● **What the task requires**
Leave out the pictures, then reproduce the rest of the material exactly.

start

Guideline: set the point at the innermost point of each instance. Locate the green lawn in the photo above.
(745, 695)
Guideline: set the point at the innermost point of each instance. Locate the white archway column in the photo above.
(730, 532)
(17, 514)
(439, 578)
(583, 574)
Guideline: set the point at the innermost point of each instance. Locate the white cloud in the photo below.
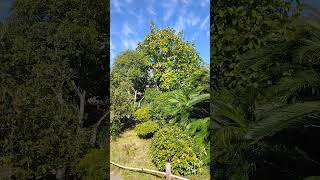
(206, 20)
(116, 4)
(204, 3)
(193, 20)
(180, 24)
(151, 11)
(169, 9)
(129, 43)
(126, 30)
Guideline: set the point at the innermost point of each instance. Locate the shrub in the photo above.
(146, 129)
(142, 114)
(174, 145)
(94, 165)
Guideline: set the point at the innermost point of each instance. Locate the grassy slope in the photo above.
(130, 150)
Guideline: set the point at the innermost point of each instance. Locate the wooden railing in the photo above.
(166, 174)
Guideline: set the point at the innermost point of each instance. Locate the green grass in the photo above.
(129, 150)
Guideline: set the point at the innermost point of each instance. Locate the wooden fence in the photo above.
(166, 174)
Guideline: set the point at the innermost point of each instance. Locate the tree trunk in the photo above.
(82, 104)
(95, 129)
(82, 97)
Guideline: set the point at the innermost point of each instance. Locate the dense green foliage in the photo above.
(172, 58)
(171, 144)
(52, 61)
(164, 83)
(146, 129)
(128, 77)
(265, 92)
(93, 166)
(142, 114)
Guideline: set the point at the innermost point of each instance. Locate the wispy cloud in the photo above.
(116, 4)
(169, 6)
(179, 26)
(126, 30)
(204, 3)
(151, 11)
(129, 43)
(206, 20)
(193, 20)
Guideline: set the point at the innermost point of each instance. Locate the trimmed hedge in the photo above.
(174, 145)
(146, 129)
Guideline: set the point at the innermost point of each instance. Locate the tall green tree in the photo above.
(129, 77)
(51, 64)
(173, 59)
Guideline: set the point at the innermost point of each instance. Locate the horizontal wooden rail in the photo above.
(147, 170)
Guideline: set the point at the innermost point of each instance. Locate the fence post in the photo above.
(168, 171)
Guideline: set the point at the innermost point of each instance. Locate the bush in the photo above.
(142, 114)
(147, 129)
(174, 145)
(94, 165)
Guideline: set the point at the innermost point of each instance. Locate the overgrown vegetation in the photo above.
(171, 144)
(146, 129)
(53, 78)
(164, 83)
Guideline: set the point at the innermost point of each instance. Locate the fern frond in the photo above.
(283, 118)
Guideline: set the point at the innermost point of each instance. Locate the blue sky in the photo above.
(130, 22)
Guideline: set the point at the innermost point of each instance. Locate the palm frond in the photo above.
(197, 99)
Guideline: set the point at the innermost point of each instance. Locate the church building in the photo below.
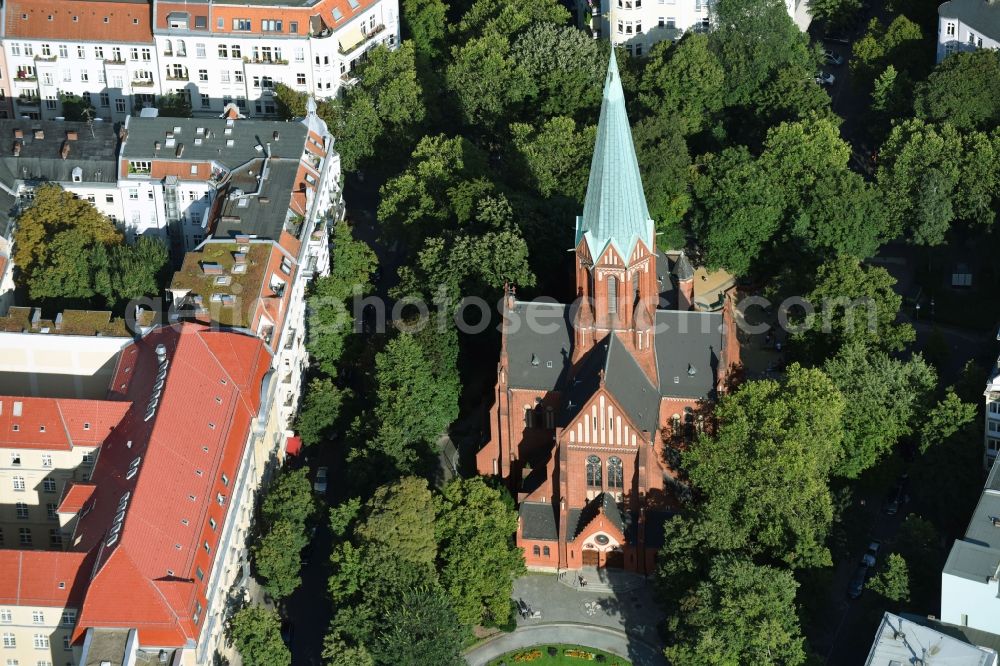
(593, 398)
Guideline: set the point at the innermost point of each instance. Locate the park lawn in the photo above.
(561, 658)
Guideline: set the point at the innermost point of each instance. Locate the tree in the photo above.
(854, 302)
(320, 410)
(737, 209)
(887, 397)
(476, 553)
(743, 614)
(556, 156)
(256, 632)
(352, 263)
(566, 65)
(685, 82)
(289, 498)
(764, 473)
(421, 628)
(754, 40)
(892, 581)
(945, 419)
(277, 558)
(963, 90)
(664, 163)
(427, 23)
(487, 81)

end

● **Result of this exercise**
Guideline: set the point at the innermost point of each instance. Locate the green lawn in the photo above.
(745, 695)
Guideline: set the point at the innermost point of each instance. Locate the white archway column in the photo above.
(730, 532)
(17, 514)
(439, 578)
(583, 574)
Guideline: set the point at the innermost point of each instance. Locate the white cloud in the photo below.
(206, 20)
(116, 4)
(204, 3)
(193, 20)
(180, 24)
(151, 11)
(169, 9)
(129, 43)
(126, 30)
Guideline: set the point at the innermost point of each instance. Locate the shrub in the photo above.
(146, 129)
(142, 114)
(174, 145)
(94, 165)
Guideline: set the point at the innermost point of each instance. Locate the grassy slope in the photo above.
(130, 150)
Guideline: set the point at the innermost point of each instance. Locate the wooden railing in the photo above.
(166, 174)
Guideline: set the point at the innermost point of each instance. Locate the green grass in the photo above.
(129, 150)
Guideline: set the point at the innermost point of each instance. Locate the wooden fence in the photo above.
(166, 174)
Guideline: set the point at the innermost point of each instance. Locate the tree trunk in the photo above.
(82, 104)
(95, 129)
(82, 97)
Guideline: set the point at the innermost point of each instance. Locate the dense green foliage in the photo above.
(172, 58)
(171, 144)
(52, 61)
(164, 83)
(146, 129)
(128, 77)
(265, 92)
(93, 166)
(142, 114)
Guideline: set the point at the innermost point of each instance. Locate the wispy cloud in the photo above.
(116, 4)
(169, 6)
(179, 26)
(126, 30)
(204, 3)
(151, 11)
(129, 43)
(206, 20)
(193, 20)
Guideline: set the point at the innermost point of each instance. Locate the trimmed hedge in the photo above.
(174, 145)
(146, 129)
Guideline: set the point at the innermost point of each instance. Locate the tall green tree in the photo above.
(129, 77)
(51, 64)
(173, 59)
Guideline: set the point at the innermost point of each instance. Locate the horizontal wooden rail in the photo above.
(147, 170)
Guideline: set the point at the innermost point of each instance. Locate the fence post in the photo above.
(168, 171)
Guideline: set the point at the innermost point of each instance. Locate the bush in the photo above.
(142, 114)
(147, 129)
(174, 145)
(94, 165)
Guideline: set the point at the innermost point of each instance. Locate the overgrown vegetation in the photo above.
(171, 144)
(146, 129)
(53, 78)
(164, 83)
Guideline: set the point at the innermost point of each instance. Locate the fern frond in the photo above.
(283, 118)
Guideline: set the point at the innermost point of each instance. Locate the blue sky in the photo above.
(130, 22)
Guideline: set the point at the innermost point of each instance. Locate the palm frond in the photo above.
(197, 99)
Guideline: set the point at the innermost point of each instance. Locate the church building in the photo below.
(593, 398)
Guideline: set the point at the innermost point of each instance. Locate the park lawn in the photo above.
(561, 658)
Guideline: set the point at the innermost point of each instance. Locate the tree in the photo above.
(854, 302)
(320, 410)
(737, 209)
(887, 397)
(476, 553)
(743, 614)
(556, 156)
(256, 632)
(352, 263)
(566, 65)
(685, 82)
(289, 498)
(764, 473)
(421, 628)
(754, 40)
(892, 581)
(945, 419)
(277, 558)
(963, 90)
(664, 163)
(427, 23)
(487, 81)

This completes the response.